**Source excerpt:**
**********
If pyranometer sensor surfaces were always perfectly planar and level, and if the globes surrounding the sensors were always perfectly formed, there would be no azimuth angle differences in pyranometer responses. However, because such imperfections are not infrequent, SYNCAL was designed to correct for azimuth angle response characteristics as well as zenith angle.
It was not possible to use field or laboratory procedures to determine the angular response characteristics of the pyranometers used prior to 1976 because most of these instruments had been lost or broken during shipments. Furthermore, the cost of fully characterizing all of the pyranometers used from 1961 to 1990 would have been prohibitive. Therefore, a synthetic calibration and characterization procedure, using comparisions between modeled and measured global horizontal data, was devised.
Initially, it was planned to use the synthetic calibration procedure only for global horizontal data collected before 1976, when instrument calibrations were almost universally suspect. However, the procedure was also used for post-1976 data, as another check on data quality. Although infrequent, a few apparent calibration problems were found after 1976 that required the use of a calibration correction factor.
**********
**Given records:**
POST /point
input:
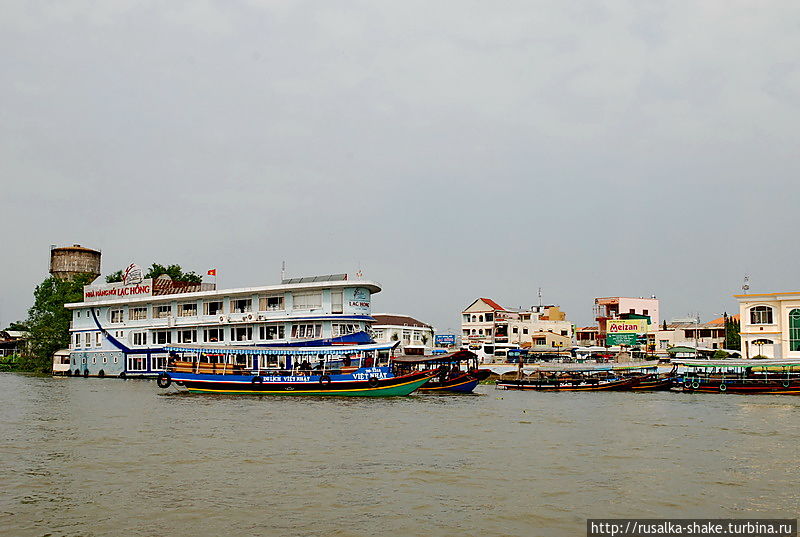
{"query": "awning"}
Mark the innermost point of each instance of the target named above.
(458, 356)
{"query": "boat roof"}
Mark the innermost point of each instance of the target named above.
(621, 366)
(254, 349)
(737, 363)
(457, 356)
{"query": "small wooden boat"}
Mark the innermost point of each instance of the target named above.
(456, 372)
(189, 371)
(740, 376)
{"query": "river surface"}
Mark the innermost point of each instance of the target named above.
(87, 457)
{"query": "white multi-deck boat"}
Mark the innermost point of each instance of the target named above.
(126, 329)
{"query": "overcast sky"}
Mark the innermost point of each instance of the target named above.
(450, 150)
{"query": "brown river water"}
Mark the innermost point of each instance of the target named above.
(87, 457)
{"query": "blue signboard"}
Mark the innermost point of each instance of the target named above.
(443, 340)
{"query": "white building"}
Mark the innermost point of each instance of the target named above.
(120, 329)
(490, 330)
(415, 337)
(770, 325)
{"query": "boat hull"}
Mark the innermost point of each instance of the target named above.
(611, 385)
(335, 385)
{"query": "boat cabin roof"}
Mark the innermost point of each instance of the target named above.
**********
**Task directions:**
Extend the passage on synthetic pyranometer calibration, picking up right after its last sentence.

**Exercise answer:**
Because the optimum or minimum uncertainty for global horizontal data had been determined to be ± 5% (see Section 8.3.1), a general rule of thumb was adopted whereby apparent calibration errors less than this were ignored. This rule was invoked to avoid uncertain adjustments of measured data to achieve agreement with an imperfect model.
The SYNCAL procedure used to derive calibration correction factors for global horizontal measurements involved several steps briefly described here.
STEP 1
The dates during which each pyranometer was in use at each station in the
NWS-SOLRAD Network were determined from
SOLMET, Vol. 2 (1979)
and from handwritten station records obtained from
NOAA's Solar Radiation Facility in Boulder, Colorado. For non-NOAA stations, it was
initially assumed that the same pyranometer had been used during the entire period of
record for the station. The following steps were then performed for each instrument
that had been used at each station.
STEP 2
Total sky cover data were used to select those hours with no reported clouds. Because solar
radiation data represent the integration of energy during the 60 minutes preceding the hour, only
cloudless sky hours preceded by a cloudless sky hour were used to calculate calibration correction
factors. Calculations also were limited to hours with zenith angles less than 80o at the midpoint
of the
hour. Both measurements and model estimates were considered to be too uncertain for larger zenith angles.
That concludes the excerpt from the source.